REQUIRED ACTION >>
Give the listing below again in full, exactly as written.

THE DATA >>
☆ ☆ ☆

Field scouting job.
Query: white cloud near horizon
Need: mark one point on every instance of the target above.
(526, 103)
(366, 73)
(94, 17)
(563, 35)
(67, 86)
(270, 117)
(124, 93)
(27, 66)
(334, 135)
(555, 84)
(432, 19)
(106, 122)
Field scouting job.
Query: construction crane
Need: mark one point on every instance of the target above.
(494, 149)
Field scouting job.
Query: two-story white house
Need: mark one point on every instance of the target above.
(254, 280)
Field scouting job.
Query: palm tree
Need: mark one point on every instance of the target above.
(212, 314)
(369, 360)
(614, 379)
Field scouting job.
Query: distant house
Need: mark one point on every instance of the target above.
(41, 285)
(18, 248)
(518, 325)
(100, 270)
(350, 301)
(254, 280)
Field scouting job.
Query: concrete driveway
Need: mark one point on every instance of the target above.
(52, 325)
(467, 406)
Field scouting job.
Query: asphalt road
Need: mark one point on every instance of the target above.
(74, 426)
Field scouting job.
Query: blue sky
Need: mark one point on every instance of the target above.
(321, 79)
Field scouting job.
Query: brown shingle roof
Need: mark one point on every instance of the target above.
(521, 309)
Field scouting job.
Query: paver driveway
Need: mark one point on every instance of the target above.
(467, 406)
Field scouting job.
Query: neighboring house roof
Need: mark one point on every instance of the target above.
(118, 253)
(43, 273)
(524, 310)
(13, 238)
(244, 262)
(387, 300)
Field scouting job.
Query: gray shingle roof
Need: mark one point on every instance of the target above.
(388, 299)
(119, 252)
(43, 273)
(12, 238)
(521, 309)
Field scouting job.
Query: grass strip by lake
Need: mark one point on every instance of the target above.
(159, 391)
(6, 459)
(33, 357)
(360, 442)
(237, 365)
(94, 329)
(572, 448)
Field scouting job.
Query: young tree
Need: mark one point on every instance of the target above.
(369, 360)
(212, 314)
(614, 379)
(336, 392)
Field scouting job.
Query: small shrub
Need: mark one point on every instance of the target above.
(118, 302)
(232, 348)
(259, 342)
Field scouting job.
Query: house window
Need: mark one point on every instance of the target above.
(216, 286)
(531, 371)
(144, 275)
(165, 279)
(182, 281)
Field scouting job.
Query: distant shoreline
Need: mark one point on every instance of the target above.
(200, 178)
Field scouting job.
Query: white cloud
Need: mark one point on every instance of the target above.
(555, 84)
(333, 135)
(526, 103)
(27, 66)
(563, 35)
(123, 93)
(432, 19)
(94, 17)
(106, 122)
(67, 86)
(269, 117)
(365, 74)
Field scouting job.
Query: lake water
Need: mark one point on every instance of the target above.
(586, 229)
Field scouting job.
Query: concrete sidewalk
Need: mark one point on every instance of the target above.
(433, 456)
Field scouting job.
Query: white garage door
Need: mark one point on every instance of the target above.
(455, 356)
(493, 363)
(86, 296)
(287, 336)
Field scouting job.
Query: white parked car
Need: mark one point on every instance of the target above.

☆ ☆ ☆

TASK ANSWER >>
Field scouting job.
Query: white cloud near horizon
Need: mark one point on every instance of the target above.
(526, 103)
(366, 73)
(94, 17)
(563, 35)
(67, 86)
(270, 117)
(124, 93)
(27, 66)
(334, 135)
(555, 84)
(432, 19)
(106, 122)
Field scouting job.
Query: construction crane
Need: mark one point on every instance of the target above.
(494, 149)
Field scouting job.
Query: two-story white house
Need: mark one point on every instance of the target above.
(254, 280)
Field scouting job.
Query: palm tree
Need: mark one point on every instance of the target above.
(212, 314)
(369, 360)
(614, 379)
Field scouting job.
Query: distant house
Need: mark one point on every instance of the target above.
(41, 285)
(18, 248)
(518, 325)
(100, 270)
(350, 301)
(254, 280)
Field scouting job.
Query: concrete driveway
Need: mark one point on every instance of the target above.
(52, 325)
(467, 406)
Field scouting job.
Query: asphalt road
Need: mark one point on every instance of the target above.
(74, 426)
Field scouting job.
Query: blue sky
Need: mark one point on every instance of the target above.
(321, 79)
Field scouting job.
Query: brown shingle roof
Need: mark one point on every instance of the target above.
(521, 309)
Field scouting job.
Query: paver driveway
Need: mark one point on every instance of the target above.
(467, 406)
Field scouting job.
Query: neighboring house roof
Need: mark one point on every instance of the target above.
(118, 253)
(43, 273)
(524, 310)
(13, 238)
(244, 262)
(387, 300)
Field scouting job.
Query: gray shingle roof
Need: mark one point on every instance of the target above.
(388, 299)
(119, 252)
(43, 273)
(12, 238)
(521, 309)
Field scouting job.
Query: grass strip by lake
Need: mark one point on every instance of the target above.
(159, 391)
(6, 459)
(33, 357)
(360, 442)
(237, 365)
(94, 329)
(572, 448)
Field scouting job.
Query: young tree
Need: mark one point on every instance of the target above.
(369, 360)
(212, 314)
(614, 379)
(336, 392)
Field scouting job.
Query: small shrub
Need: mark one point on every instance of the target above.
(118, 302)
(232, 348)
(259, 342)
Field scouting job.
Query: house window
Need: mark one point on every instance of the target above.
(216, 286)
(531, 371)
(144, 275)
(165, 279)
(182, 281)
Field scouting job.
Query: distant shoreline
Need: mark one point on every instance of the target above.
(200, 178)
Field scouting job.
Query: white cloud
Need: mark one point on every instance of the target above.
(555, 84)
(333, 135)
(526, 103)
(27, 66)
(563, 35)
(123, 93)
(432, 19)
(94, 17)
(106, 122)
(67, 86)
(269, 117)
(365, 74)
Field scouting job.
Query: lake water
Need: mark one point on every instance of the target above.
(586, 229)
Field scouting job.
Query: concrete sidewalk
Need: mark one point on every instance of the target above.
(433, 456)
Field scouting job.
Query: white garage door
Need: mark one point on every instance of the target above.
(455, 356)
(493, 363)
(86, 296)
(287, 336)
Field scouting job.
Query: white parked car
Need: mark one point on every instance of the target above.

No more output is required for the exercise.